Exercise aim
Below are the records; retype them exactly and omit each picture.

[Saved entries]
------------------------------
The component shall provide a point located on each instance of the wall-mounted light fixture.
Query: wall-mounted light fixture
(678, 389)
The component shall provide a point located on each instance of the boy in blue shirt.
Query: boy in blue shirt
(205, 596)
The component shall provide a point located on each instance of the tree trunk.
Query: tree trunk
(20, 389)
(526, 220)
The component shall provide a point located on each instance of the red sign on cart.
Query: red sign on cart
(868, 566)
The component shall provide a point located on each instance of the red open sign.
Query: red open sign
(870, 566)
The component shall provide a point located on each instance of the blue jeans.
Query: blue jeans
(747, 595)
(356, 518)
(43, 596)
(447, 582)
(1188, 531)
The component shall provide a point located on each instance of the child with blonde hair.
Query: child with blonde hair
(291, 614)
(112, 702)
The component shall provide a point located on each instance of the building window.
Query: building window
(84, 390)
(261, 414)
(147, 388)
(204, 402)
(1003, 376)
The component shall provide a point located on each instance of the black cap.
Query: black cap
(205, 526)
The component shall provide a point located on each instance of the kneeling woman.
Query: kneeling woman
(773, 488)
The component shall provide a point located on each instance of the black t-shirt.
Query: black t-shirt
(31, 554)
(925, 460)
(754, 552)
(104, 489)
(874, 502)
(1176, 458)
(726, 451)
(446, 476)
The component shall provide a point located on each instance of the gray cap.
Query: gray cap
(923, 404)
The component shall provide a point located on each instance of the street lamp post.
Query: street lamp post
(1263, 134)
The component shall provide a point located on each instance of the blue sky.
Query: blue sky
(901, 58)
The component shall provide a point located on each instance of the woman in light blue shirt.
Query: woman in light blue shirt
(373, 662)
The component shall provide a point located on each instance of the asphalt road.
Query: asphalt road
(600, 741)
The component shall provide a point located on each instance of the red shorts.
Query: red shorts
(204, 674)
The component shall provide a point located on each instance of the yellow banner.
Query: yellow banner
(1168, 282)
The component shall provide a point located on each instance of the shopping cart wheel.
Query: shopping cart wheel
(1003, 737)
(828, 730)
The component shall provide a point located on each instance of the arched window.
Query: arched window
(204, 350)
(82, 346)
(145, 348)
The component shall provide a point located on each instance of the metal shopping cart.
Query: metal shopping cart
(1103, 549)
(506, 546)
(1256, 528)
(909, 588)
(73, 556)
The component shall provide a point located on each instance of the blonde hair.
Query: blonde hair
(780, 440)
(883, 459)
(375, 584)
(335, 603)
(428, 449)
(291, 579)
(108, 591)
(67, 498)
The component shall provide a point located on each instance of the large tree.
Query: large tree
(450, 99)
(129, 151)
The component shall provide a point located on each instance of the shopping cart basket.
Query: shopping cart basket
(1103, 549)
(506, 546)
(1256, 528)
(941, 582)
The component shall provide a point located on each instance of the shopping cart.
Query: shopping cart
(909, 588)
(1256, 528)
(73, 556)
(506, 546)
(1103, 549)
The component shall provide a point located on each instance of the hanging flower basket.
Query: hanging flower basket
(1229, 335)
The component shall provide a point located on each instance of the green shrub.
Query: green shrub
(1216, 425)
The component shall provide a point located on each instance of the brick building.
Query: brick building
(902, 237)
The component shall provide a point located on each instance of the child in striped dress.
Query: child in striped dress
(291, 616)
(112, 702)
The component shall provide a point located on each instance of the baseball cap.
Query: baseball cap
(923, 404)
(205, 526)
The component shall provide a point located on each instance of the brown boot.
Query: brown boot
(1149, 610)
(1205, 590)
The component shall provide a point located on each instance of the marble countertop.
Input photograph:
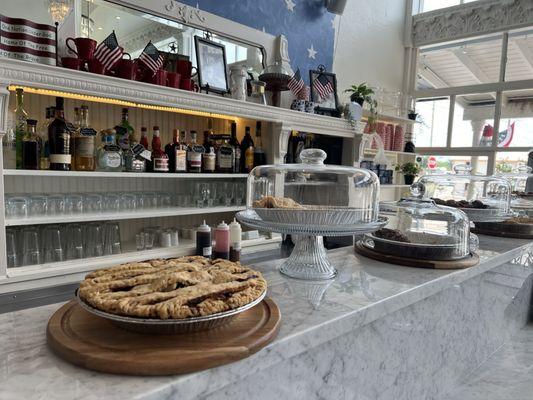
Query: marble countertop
(312, 314)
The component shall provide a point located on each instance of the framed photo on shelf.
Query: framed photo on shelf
(324, 91)
(211, 62)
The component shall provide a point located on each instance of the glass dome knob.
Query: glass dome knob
(313, 156)
(417, 190)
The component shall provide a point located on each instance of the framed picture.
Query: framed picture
(211, 62)
(324, 91)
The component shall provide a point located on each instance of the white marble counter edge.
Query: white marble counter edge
(293, 345)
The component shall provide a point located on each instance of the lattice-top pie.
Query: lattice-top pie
(172, 289)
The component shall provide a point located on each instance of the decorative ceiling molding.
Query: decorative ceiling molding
(471, 19)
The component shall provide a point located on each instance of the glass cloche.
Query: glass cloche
(311, 200)
(482, 198)
(418, 228)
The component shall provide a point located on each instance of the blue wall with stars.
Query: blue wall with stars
(305, 23)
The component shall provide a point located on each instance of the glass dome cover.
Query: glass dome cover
(418, 228)
(481, 198)
(312, 193)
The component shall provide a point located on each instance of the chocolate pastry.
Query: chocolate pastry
(172, 289)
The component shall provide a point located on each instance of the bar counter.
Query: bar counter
(378, 331)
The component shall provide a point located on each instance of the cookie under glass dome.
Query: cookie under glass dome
(311, 200)
(418, 228)
(481, 198)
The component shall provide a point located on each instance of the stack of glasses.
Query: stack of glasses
(32, 245)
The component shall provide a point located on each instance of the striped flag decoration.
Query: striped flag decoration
(151, 58)
(323, 86)
(109, 52)
(296, 83)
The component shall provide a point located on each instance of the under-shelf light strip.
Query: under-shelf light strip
(107, 100)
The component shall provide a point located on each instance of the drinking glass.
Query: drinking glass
(11, 249)
(111, 202)
(112, 239)
(94, 240)
(55, 204)
(31, 253)
(128, 202)
(74, 242)
(73, 204)
(52, 244)
(37, 205)
(92, 203)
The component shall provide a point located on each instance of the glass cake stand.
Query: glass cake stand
(308, 259)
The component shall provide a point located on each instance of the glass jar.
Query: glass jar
(482, 198)
(418, 228)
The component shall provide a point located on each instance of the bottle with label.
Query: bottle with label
(159, 157)
(234, 142)
(247, 152)
(225, 156)
(194, 155)
(259, 153)
(109, 155)
(44, 156)
(59, 140)
(20, 127)
(235, 233)
(84, 159)
(209, 160)
(127, 133)
(222, 241)
(31, 146)
(203, 240)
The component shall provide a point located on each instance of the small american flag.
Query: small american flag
(323, 86)
(296, 83)
(151, 58)
(109, 52)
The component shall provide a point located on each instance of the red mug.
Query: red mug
(96, 67)
(71, 62)
(189, 84)
(173, 79)
(84, 47)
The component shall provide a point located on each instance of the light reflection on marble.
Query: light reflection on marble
(382, 302)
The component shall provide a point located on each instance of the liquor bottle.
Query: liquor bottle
(247, 152)
(236, 148)
(109, 155)
(259, 153)
(209, 160)
(159, 157)
(144, 137)
(225, 156)
(125, 132)
(59, 140)
(194, 154)
(31, 146)
(84, 159)
(20, 124)
(44, 156)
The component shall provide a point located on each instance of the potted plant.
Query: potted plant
(409, 170)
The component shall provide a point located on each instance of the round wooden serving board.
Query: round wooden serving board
(466, 262)
(95, 343)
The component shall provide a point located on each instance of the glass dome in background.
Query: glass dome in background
(418, 228)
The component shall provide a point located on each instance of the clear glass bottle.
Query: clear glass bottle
(59, 136)
(31, 146)
(109, 156)
(84, 159)
(21, 117)
(159, 157)
(194, 154)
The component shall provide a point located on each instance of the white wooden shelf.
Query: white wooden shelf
(73, 270)
(101, 87)
(144, 213)
(135, 175)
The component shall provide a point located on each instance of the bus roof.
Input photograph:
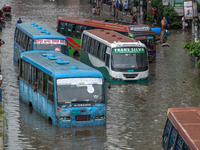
------------------------------
Answer section
The component shall provide a point located on each instance of the wall-mounted light fixture.
Query: wall-mounted light fixture
(678, 389)
The component shall provide a point located on each instance of the boy in blue shirt.
Query: boy in blue shirt
(205, 596)
The component shall provide a point located on each instance of the tree trunk.
Query: tree trunk
(20, 389)
(526, 220)
The component shall provide a point located on each instance of the red sign on cart.
Query: red sign on cart
(868, 566)
The component shall provide a point located on each instance of the red open sign.
Query: red open sign
(870, 566)
The component shall provide a point located on each instance of the blue jeans.
Query: blue jeans
(747, 595)
(356, 518)
(43, 596)
(447, 582)
(1188, 531)
The component shall provide a point located on each instance of the child with blonde hair.
Query: child with blonde hair
(291, 614)
(112, 702)
The component shall provide a point located on each instance of the building window.
Query: building window
(84, 390)
(261, 414)
(147, 388)
(204, 402)
(1003, 376)
The component shall provide a point located on each instance of the black cap.
Query: black cap
(205, 526)
The component shall provide a point located on each instance of the kneeling woman.
Query: kneeling woman
(773, 488)
The component shall provide a point located on each instance of the black t-shirt.
Query: black t-shirt
(31, 554)
(925, 460)
(754, 552)
(104, 489)
(874, 502)
(1176, 458)
(726, 451)
(446, 476)
The component shall provide a point located on each instance of the gray cap.
Query: gray cap
(923, 404)
The component shall provide a point located on each instance of the street lamp post.
Query: street lamp post
(1263, 134)
The component shall provide a point located on each instance of the blue sky.
Query: blue sky
(901, 58)
The component shall provide a point located on each instance of the woman in light blue shirt.
Query: woman in light blue shirt
(373, 662)
The component shall provide a point located on each instance of the asphalt road.
Query: asphalt road
(600, 741)
The component shall provide a point located on each instance of the red shorts.
Query: red shorts
(204, 674)
The component shall provide a point located on each instance of the yellow banner.
Query: yellow banner
(1168, 282)
The component shall provide a point located on each instance of the shopping cart wheel.
Query: shopping cart wheel
(1003, 737)
(828, 730)
The component shall provide a point located on each instance of the arched window.
Query: arched window
(204, 350)
(82, 346)
(145, 348)
The component shall provide a point located on each instance of the metal shopping cart.
Query: metal shopping cart
(1103, 549)
(506, 546)
(1256, 528)
(909, 588)
(73, 556)
The component shall provide a point located on each instance of the blonde hair.
Query: blonde hair
(780, 440)
(883, 459)
(375, 584)
(335, 603)
(428, 449)
(291, 579)
(108, 591)
(67, 498)
The component shall provide a point located on each instance of the large tree.
Query: large tree
(450, 99)
(129, 151)
The component shall provide a point located on each instance of the shopping cart basket.
Query: shopping cart basket
(1103, 549)
(506, 546)
(1256, 528)
(941, 582)
The component shall provide a point located on each instance of the shopping cart.
Query: shopping cart
(909, 588)
(1256, 528)
(73, 556)
(506, 546)
(1103, 549)
The component shall provide a point located on each instance of the hanging flower basket.
Query: hanging flower basket
(1229, 335)
The component shall provide a point located on each instance of the green shrub.
Query: green shrub
(1216, 425)
The component shall provide a point located on each instance of the brick building.
Query: brick building
(902, 237)
The component shall provide a point located on each instance of the child in striped dress.
Query: child in striped dress
(291, 616)
(112, 702)
The component shall provide a point located on each instance of the baseball cap.
Query: baseball cap
(923, 404)
(205, 526)
The component shall provide a point located on each instance of the brown boot.
Query: brown boot
(1149, 610)
(1205, 590)
The component shall provide a point located on each instance of the marble countertop.
Input photograph:
Query: marble countertop
(312, 314)
The component shall provide a point located on each instance of the framed photo on shelf.
Query: framed photo on shelf
(324, 91)
(211, 62)
The component shall provide a point located on each instance of the glass dome knob.
Query: glass dome knob
(313, 156)
(417, 190)
The component shall provide a point located on each instance of the framed picture.
Query: framed picture
(211, 62)
(324, 91)
The component shall provide a point located on each instance of the white marble counter edge.
Query: white marble counter edge
(293, 345)
The component shall provide a point located on each instance of the lattice-top pie.
Query: lattice-top pie
(172, 289)
The component shall provide a point located on each instance of the decorative ceiling molding.
Query: decorative ceiling molding
(471, 19)
The component shall provide a point located on each instance of the glass cloche.
Query: glass cloche
(311, 200)
(482, 198)
(418, 228)
The component shall provide a point located on each instance of the blue wall with stars.
Query: blue wall with stars
(305, 23)
The component shall provide a point located on each instance of the glass dome cover.
Query: glass dome cover
(418, 228)
(481, 198)
(312, 193)
The component shall provide a point located on each instance of the chocolate pastry.
Query: chocolate pastry
(172, 289)
The component shall provide a point located on each instance of the bar counter.
Query: bar counter
(378, 331)
The component shall provide a point located on each instance of the cookie under glass dome.
Query: cookie under glass dome
(311, 200)
(418, 228)
(481, 198)
The component shall provide a point located on each instance of the stack of glasses.
Query: stack of glasses
(32, 245)
The component shall provide a point located on each instance of the striped flag decoration.
Query: striped flag decoration
(151, 58)
(323, 86)
(109, 52)
(296, 83)
The component shall provide a point located on each instance of the under-shelf light strip.
Query: under-shelf light strip
(107, 100)
The component shall provide a point located on each instance of the drinking glass.
Query: drinking glass
(11, 249)
(111, 202)
(112, 239)
(94, 240)
(55, 204)
(31, 253)
(128, 202)
(74, 242)
(73, 204)
(52, 244)
(37, 205)
(92, 203)
The component shall provide a point located on each instance of the glass cake stand.
Query: glass cake stand
(308, 259)
The component shall provide a point located on each instance of the glass jar.
Query: glass jar
(482, 198)
(418, 228)
The component shall provide a point located on each instance of the bottle with label.
Query: bottle with label
(159, 157)
(234, 142)
(247, 152)
(225, 156)
(194, 155)
(259, 153)
(109, 155)
(44, 156)
(59, 140)
(20, 127)
(235, 233)
(84, 159)
(209, 160)
(127, 133)
(222, 241)
(31, 146)
(203, 240)
The component shall provide a point located on each instance of the small american flag.
Query: small american flag
(323, 86)
(296, 83)
(151, 58)
(109, 52)
The component shall provide a point located on each instance of the red mug.
Query: red mug
(96, 67)
(71, 62)
(189, 84)
(173, 79)
(84, 47)
The component shall provide a point located on each instance of the light reflection on marble.
Query: light reflection on marble
(382, 302)
The component shall provide a point located on each instance of the liquor bottle.
Query: liquor bottle
(247, 152)
(236, 148)
(109, 155)
(259, 153)
(209, 160)
(159, 157)
(144, 137)
(225, 156)
(125, 132)
(59, 140)
(194, 154)
(31, 146)
(84, 159)
(20, 124)
(44, 156)
The component shall provide a point located on each instance of the potted plant.
Query: potted plant
(409, 170)
The component shall provide a point located on each instance of the round wooden serving board.
Query: round wooden serving board
(466, 262)
(95, 343)
The component shall provide a point located on each instance of the glass dome in background.
Query: glass dome in background
(418, 228)
The component shall provide a point located on each instance of the clear glass bottle.
Query: clear glass bottle
(59, 136)
(31, 146)
(109, 156)
(84, 159)
(21, 117)
(159, 157)
(194, 154)
The component shall provide a point located on each instance of the white wooden shelf.
Query: white wooden shelf
(73, 270)
(101, 87)
(144, 213)
(135, 175)
The component shall provide a point located on each instance of the bus roof.
Input photograph:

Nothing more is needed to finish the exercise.